SHORT EXERCISE 1 ▸
In the Lightroom SDK thread, which operating systems does johnbeardy say the SDK supports?
SHORT EXERCISE 2 ▸
Carry on the Lightroom SDK thread from its last line.

SOURCE TEXT ▸
* * * * *

# Lightroom SDK?



## PhotoArtKC (Apr 23, 2009)

I've had the idea of building a plug-in for Lightroom but have not seen a developer SDK available anywhere online? Or is it even possible to build a module for Lightroom at this point? :?


----------



## johnbeardy (Apr 23, 2009)

Here you go

John


----------



## DonRicklin (Apr 23, 2009)

How long have you been using LR. Jeffrey Friedl is the 'King' of LR Plugins and has numerous ones at Jeffrey’s Lightroom Goodies (Plugins and Tools).

Don


----------



## truneaux (Sep 6, 2010)

Hi all,

is there a SDK for MAC users as well ? I'm currently evaluating LR on MacOsX 1'.6.4 and would like to use the SDK to build a plugin for uploading pictures to an gallery2 installation on a linux box. 

I could only find the download for SDK on WIN.

Regards, Chris


----------



## johnbeardy (Sep 6, 2010)

That may just be an error on the web page. The SDK is for both Mac and Windows.


----------



## truneaux (Sep 6, 2010)

* * * * *

Dataset excerpt
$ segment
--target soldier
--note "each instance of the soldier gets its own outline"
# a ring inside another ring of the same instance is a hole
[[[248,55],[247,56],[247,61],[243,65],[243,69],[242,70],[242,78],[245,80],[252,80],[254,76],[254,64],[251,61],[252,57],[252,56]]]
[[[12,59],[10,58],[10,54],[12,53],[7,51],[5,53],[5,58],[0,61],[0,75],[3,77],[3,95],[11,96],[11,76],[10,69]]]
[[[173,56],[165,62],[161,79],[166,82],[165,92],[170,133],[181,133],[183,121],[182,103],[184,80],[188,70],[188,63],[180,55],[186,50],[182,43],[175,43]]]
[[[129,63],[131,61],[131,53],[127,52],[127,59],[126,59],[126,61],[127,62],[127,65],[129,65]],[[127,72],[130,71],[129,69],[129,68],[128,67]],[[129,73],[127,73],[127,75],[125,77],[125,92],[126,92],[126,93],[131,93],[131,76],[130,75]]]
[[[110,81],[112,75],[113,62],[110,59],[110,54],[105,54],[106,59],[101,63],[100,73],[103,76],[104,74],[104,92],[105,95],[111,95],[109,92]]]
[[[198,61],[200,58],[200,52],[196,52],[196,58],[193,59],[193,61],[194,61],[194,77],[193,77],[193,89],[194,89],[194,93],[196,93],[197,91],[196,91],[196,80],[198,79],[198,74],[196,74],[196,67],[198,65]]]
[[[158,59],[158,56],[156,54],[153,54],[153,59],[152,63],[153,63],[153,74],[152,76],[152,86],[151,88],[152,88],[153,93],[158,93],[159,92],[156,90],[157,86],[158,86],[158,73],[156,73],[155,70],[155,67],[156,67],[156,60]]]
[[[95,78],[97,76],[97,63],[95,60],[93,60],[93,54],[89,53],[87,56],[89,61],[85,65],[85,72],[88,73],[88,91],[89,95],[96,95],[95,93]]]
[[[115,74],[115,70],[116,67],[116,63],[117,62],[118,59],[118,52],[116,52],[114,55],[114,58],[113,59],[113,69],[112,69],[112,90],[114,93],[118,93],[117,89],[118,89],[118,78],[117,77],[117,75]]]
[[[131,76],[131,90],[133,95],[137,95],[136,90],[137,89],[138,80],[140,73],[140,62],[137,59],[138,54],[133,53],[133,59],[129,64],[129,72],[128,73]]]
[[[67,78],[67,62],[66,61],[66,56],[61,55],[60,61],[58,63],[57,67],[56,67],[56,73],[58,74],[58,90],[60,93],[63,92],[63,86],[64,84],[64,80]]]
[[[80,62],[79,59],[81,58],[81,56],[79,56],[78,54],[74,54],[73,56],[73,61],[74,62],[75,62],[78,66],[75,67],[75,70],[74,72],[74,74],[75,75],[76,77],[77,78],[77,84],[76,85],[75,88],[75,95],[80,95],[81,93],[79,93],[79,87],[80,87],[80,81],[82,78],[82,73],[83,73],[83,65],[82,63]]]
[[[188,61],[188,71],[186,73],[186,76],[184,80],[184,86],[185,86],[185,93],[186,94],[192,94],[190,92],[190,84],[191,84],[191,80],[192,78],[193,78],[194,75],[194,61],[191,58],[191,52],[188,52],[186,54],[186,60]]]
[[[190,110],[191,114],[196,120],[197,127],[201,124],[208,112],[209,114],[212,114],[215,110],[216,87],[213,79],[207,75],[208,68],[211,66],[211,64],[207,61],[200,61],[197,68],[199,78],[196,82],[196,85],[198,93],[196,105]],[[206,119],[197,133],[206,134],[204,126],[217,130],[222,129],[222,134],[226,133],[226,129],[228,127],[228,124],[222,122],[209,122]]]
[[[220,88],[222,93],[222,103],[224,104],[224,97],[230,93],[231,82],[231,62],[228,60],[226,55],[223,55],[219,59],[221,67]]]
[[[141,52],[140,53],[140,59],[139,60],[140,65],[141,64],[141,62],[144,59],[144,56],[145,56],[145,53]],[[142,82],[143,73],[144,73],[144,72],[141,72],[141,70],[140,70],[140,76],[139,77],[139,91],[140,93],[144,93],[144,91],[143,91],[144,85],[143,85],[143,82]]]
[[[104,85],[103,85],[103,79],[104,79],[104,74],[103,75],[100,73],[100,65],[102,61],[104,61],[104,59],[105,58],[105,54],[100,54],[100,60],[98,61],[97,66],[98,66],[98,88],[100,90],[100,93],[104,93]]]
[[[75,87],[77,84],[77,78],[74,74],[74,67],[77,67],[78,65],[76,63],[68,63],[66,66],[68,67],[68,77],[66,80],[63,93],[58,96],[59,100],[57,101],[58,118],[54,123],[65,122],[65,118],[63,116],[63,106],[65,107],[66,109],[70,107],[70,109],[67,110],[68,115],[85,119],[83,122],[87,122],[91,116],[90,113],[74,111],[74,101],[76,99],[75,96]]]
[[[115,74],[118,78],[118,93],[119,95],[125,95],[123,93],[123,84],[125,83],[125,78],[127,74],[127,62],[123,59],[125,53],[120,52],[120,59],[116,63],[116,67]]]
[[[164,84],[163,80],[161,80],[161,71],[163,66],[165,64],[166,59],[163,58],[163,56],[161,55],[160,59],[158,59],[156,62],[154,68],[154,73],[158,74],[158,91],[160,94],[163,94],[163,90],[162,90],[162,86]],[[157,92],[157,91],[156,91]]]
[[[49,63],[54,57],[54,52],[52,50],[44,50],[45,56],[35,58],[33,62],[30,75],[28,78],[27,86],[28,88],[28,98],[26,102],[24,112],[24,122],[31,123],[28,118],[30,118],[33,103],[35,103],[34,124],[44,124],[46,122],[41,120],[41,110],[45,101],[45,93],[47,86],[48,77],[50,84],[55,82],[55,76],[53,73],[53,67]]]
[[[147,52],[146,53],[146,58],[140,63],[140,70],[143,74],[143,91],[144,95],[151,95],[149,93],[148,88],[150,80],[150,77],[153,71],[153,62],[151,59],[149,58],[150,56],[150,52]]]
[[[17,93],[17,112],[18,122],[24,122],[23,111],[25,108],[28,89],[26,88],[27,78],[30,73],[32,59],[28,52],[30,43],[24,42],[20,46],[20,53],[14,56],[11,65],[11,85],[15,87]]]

* * * * *

REPLY 1 ▸
Mac and Windows.

REPLY 2 ▸
thx for the quick answer. the filename is indeed misleading.

regards, chris


----------



## Jeroen (Sep 20, 2010)

I'm not sure what version of Lightroom or Gallery you are using; so I did some googling 

Lightroom to Gallery Export Plugin: (for version *1.2* of lightroom)
http://gallery.menalto.com/node/71782 

Lightroom to Gallery Export Plugin (I see reports that it works for version *2.5* of lightroom)
http://sourceforge.net/projects/lr-to-gallery/

Lightroom to Gallery Export Plugin: (for version *3* of lightroom and version Gallery 3, _but not the latest RC2_!)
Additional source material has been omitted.